EXERCISE: Copy the lines below verbatim, beginning with the line that includes "the green leaf;" and continuing to the end; leave out everything before it.

Start MATERIAL SUPPLIED

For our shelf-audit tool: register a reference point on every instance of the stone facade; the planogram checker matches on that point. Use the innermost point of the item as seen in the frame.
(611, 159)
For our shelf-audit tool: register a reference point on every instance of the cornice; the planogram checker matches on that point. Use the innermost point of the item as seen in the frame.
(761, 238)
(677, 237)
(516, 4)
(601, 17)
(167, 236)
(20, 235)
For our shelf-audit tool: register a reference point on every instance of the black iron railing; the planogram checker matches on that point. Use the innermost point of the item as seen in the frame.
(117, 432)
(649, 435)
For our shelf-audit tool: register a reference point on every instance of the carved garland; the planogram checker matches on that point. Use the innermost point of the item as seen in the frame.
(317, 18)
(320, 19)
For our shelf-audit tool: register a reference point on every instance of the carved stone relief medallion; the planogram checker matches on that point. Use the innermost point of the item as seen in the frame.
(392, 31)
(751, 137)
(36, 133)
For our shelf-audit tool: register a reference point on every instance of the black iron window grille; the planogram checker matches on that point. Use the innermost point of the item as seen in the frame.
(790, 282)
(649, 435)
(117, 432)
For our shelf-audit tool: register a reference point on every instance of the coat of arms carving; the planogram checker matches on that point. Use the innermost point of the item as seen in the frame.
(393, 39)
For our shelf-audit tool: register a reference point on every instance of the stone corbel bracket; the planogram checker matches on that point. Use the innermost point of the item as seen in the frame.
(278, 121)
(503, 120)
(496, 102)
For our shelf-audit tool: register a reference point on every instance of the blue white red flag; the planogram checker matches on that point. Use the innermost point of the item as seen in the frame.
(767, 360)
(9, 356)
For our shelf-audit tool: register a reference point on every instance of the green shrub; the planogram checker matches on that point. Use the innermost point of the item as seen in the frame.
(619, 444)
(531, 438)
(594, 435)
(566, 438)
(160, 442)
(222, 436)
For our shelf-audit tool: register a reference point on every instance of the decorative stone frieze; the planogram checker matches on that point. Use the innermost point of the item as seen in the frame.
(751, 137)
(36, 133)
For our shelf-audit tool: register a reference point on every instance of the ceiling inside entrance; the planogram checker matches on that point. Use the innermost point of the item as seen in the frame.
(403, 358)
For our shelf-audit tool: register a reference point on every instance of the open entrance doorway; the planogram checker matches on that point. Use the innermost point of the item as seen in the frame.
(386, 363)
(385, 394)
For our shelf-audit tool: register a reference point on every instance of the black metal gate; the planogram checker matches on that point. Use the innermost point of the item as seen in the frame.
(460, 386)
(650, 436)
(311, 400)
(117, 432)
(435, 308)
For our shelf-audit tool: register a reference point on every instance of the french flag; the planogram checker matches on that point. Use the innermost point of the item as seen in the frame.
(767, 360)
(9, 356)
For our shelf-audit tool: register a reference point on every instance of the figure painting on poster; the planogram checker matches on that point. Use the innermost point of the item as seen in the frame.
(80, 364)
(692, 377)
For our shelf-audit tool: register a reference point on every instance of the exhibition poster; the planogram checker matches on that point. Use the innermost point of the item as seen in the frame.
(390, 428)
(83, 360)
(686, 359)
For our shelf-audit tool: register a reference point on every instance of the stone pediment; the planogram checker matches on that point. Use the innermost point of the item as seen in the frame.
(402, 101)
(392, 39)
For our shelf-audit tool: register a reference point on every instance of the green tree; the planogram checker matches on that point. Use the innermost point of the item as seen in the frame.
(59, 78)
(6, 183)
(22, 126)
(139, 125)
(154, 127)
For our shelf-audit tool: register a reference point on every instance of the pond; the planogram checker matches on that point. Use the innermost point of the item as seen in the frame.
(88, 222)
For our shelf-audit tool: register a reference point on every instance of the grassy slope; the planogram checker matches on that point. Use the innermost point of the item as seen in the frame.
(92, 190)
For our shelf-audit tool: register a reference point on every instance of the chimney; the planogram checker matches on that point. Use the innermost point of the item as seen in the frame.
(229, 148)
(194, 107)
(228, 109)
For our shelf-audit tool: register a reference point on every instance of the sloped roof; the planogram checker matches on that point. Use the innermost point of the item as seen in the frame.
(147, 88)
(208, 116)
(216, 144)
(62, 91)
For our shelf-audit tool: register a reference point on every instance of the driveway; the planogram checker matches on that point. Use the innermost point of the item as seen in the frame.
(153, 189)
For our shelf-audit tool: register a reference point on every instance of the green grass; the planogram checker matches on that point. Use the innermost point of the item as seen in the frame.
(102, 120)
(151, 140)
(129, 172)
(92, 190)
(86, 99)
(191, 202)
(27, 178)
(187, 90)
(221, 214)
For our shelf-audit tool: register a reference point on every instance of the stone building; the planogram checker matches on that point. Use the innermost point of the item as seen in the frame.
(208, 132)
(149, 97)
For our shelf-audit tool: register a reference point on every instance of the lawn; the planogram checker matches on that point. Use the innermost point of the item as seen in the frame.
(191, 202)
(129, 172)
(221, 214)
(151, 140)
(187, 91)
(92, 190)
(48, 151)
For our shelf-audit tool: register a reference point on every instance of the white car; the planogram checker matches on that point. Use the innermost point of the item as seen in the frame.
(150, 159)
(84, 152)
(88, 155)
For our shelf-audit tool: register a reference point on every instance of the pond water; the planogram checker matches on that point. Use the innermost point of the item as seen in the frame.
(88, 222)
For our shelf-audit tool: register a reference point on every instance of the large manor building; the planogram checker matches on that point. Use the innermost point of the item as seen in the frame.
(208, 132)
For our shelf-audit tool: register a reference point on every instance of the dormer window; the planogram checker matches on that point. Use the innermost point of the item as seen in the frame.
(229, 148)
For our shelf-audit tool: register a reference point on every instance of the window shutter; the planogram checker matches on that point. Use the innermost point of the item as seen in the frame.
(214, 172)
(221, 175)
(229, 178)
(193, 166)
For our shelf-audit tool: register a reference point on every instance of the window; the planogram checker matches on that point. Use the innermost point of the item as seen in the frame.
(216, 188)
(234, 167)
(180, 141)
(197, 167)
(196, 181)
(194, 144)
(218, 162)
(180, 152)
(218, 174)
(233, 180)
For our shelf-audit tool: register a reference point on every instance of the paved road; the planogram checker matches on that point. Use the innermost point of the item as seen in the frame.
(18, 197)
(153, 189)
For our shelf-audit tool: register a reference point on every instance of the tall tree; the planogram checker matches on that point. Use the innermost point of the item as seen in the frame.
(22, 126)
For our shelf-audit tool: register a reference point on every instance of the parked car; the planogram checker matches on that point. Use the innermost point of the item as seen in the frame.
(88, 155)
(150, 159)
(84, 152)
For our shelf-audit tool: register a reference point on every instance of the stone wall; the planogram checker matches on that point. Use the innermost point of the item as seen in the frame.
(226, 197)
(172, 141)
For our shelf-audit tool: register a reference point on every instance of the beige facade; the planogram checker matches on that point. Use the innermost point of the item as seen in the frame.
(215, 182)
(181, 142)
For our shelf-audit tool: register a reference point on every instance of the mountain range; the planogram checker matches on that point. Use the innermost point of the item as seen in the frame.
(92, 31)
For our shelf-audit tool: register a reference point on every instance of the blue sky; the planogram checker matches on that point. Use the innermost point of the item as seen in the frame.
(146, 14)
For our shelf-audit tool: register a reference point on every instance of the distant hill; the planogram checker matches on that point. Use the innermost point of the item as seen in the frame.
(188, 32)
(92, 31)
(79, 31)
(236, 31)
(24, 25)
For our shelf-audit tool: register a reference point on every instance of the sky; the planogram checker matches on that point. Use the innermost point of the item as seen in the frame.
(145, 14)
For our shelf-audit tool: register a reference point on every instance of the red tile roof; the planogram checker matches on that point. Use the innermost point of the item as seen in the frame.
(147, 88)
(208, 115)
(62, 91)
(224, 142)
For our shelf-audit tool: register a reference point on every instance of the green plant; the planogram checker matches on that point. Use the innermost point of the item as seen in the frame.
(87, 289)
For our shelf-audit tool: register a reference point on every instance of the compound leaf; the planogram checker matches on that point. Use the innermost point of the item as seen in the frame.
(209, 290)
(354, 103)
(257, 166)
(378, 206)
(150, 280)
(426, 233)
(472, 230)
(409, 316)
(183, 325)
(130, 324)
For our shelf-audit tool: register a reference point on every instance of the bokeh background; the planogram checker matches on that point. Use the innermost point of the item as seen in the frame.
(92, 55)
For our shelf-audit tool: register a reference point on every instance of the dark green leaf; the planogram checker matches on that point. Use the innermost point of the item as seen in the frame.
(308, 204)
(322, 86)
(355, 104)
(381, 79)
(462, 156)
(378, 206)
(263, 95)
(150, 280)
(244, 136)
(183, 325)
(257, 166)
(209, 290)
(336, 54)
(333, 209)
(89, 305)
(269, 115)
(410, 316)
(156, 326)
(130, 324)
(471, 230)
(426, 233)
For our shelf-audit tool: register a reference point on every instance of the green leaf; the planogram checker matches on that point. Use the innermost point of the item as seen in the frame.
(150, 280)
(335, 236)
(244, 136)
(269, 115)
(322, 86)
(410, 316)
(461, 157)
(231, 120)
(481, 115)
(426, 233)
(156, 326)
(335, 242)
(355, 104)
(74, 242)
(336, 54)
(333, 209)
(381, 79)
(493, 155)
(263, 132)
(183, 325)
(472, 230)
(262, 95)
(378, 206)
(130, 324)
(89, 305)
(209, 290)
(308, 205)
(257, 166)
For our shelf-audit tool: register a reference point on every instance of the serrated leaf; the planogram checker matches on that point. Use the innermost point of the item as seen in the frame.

End MATERIAL SUPPLIED

OUTPUT:
For our shelf-audit tool: register a reference point on every instance of the green leaf; the planogram checker matches on that point. Use the innermost point of the item as seen in the frame.
(150, 280)
(335, 236)
(244, 136)
(269, 115)
(322, 86)
(410, 316)
(461, 157)
(231, 120)
(481, 115)
(426, 233)
(156, 326)
(335, 242)
(355, 104)
(74, 242)
(336, 54)
(333, 209)
(381, 79)
(493, 155)
(263, 132)
(183, 325)
(472, 230)
(262, 95)
(378, 206)
(130, 324)
(89, 305)
(209, 290)
(308, 205)
(257, 166)
For our shelf-audit tool: register a reference point on every instance of the serrated leaf; the planogram checker matches on that point. Use the innermost point of the item as seen in the frame.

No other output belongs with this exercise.